__目的__
下の行をすべて書き写し、「dark wall」を「black wall」に置き換えてください。ほかの部分は変えず、画像は答えに含めないでください。
════════════════════
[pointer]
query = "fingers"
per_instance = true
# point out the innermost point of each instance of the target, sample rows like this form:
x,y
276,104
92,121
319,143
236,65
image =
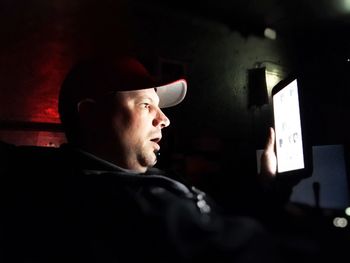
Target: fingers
x,y
270,140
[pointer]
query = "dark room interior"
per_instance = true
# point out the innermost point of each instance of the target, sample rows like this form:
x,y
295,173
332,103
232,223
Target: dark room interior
x,y
218,46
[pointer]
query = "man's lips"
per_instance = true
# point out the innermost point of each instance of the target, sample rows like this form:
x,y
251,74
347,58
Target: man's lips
x,y
156,141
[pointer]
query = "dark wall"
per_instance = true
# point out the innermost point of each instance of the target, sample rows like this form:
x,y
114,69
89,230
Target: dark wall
x,y
40,41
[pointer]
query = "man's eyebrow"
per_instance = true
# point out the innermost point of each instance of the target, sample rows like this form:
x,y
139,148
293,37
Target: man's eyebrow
x,y
147,97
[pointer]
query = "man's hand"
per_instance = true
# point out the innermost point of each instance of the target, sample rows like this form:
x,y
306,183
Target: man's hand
x,y
268,157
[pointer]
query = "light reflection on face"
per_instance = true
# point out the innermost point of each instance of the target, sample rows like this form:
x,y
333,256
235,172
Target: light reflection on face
════════════════════
__解答__
[pointer]
query = "fingers"
per_instance = true
# point out the innermost point of each instance of the target, sample rows like this form:
x,y
276,104
92,121
319,143
236,65
image =
Target: fingers
x,y
270,140
[pointer]
query = "dark room interior"
per_instance = true
# point out the innermost point of each instance of the target, sample rows like this form:
x,y
295,173
332,103
232,223
Target: dark room interior
x,y
218,46
[pointer]
query = "man's lips"
per_instance = true
# point out the innermost point of each instance of the target, sample rows like this form:
x,y
251,74
347,58
Target: man's lips
x,y
156,141
[pointer]
query = "black wall"
per_instance = true
# point out the innermost point of each instance of the target, sample rows like this form:
x,y
114,69
89,230
Target: black wall
x,y
40,41
[pointer]
query = "man's eyebrow"
per_instance = true
# point out the innermost point of each instance of the target, sample rows like this form:
x,y
139,148
293,37
Target: man's eyebrow
x,y
147,97
[pointer]
query = "man's hand"
per_instance = true
# point out the innermost point of each instance of the target, sample rows like this form:
x,y
306,183
Target: man's hand
x,y
268,157
[pointer]
query = "light reflection on face"
per_instance = true
# point out the innermost point of each instance of the target, sample rows like this form:
x,y
333,256
235,172
Target: light reflection on face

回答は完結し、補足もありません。